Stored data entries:
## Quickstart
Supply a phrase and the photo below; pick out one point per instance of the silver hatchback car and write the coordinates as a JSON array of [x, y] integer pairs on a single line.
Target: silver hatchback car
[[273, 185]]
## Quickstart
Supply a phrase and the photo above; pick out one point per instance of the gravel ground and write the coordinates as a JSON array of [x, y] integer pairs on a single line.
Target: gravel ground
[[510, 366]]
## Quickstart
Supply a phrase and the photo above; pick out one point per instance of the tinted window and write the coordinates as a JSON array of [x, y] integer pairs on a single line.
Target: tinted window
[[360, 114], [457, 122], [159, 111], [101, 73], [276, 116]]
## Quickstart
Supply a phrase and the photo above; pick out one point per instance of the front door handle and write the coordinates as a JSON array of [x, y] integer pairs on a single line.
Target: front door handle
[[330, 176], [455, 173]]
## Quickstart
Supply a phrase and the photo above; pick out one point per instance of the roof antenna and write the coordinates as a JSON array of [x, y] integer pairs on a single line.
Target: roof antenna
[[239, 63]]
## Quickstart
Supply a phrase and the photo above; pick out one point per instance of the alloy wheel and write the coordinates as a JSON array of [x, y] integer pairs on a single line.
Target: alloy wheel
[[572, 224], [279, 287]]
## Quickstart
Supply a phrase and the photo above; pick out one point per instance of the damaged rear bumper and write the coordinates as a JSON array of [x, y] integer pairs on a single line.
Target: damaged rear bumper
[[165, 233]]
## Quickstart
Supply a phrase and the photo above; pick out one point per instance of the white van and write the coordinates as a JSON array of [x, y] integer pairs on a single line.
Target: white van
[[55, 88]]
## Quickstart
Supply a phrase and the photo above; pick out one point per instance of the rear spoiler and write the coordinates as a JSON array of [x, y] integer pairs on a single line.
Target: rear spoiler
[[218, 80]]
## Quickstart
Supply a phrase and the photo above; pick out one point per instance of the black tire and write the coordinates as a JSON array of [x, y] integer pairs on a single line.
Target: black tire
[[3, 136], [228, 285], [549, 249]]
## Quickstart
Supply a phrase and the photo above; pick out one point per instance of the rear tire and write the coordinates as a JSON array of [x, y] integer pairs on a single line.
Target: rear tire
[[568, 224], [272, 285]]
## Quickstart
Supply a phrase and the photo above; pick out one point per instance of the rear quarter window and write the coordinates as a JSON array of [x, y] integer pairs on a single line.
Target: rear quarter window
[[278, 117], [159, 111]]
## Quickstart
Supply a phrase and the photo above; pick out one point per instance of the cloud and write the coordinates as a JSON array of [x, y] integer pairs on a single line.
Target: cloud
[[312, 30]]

* _WHAT YOU SHOULD DO_: Transcribe nothing except the lines from the one with "of the cloud" through the end of the data above, each exactly as it appears.

* _ANSWER TO THIS EXERCISE_:
Supply a phrase and the photo above; pick out one point per instance of the cloud and write the coordinates as a JSON array of [x, y] integer pairs on a single line.
Target: cloud
[[312, 30]]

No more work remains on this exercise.